*What to work on*
[A] Determine whether each of the following statements agrees with the article on Google's Kirkland campus, answering yes or no and quoting the deciding words of the article: (i) the new building measures 180,000 square feet; (ii) Google arrived in Kirkland in 2010; (iii) the new building and the existing building are connected by a skybridge.
[B] Print the article on Google's Kirkland campus from "The new 180,000" up to and including "Google’s Kirkland operations.".
[C] According to the article on Google's Kirkland campus, who is the site director for Google's Kirkland operations?

*Text for analysis*
┌──
Google ranks among the best when it comes to tech companies that build workspaces to encourage productivity and comfort.
Its expanded campus in Kirkland, Wash. is certainly no exception.
Washington Gov. Jay Inslee, U.S. Rep. Suzan DelBene, Kirkland Mayor Amy Walen, and hundreds of community members gathered on Tuesday to celebrate Google’s new Kirkland campus expansion.
“This is a great day for this company; a great day for the City of Kirkland; a great day for the whole state,” Inslee said at today’s ribbon-cutting ceremony.
The new 180,000 square-foot building doubles the size of the company’s existing engineering center located just east of Seattle, where it employs more than 1,000 people who work on products like Google+, Cloud, and Chrome.
“We’ve come a long way since arriving here in 2004 and we’re glad we’ve come a long way with Kirkland,” said Peter Wilson, site director for Google’s Kirkland operations.
The new LEED-platinum certified building is just across from the company’s existing 195,000 square-foot building — they are now connected by a skybridge — and has a number of unique and eccentric features like crepe-making rooms, hideaway “cave” areas, a human-sized nest, a living roof deck, cafes, micro-kitchens, and more.
└──
*Data extracts*
┌──
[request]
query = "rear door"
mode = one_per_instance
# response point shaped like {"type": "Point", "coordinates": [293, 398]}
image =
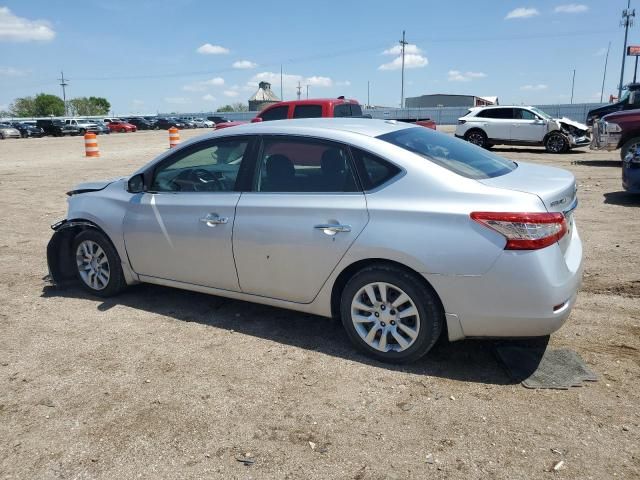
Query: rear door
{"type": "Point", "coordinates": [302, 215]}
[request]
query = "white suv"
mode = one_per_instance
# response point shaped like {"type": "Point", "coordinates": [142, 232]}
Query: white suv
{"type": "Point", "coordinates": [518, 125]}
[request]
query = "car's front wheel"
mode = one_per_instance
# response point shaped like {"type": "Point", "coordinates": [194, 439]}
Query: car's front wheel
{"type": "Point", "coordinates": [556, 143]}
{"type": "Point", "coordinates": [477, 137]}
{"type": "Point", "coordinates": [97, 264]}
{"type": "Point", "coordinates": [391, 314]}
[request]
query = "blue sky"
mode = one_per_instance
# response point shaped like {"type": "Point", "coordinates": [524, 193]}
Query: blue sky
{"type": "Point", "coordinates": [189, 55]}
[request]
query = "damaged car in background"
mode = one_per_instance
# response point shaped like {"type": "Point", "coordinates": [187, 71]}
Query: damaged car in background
└──
*Set of answers*
[A]
(i) Yes: "The new 180,000 square-foot building"
(ii) No: "since arriving here in 2004"
(iii) Yes: "they are now connected by a skybridge"

[B]
The new 180,000 square-foot building doubles the size of the company’s existing engineering center located just east of Seattle, where it employs more than 1,000 people who work on products like Google+, Cloud, and Chrome.
“We’ve come a long way since arriving here in 2004 and we’re glad we’ve come a long way with Kirkland,” said Peter Wilson, site director for Google’s Kirkland operations.

[C] Peter Wilson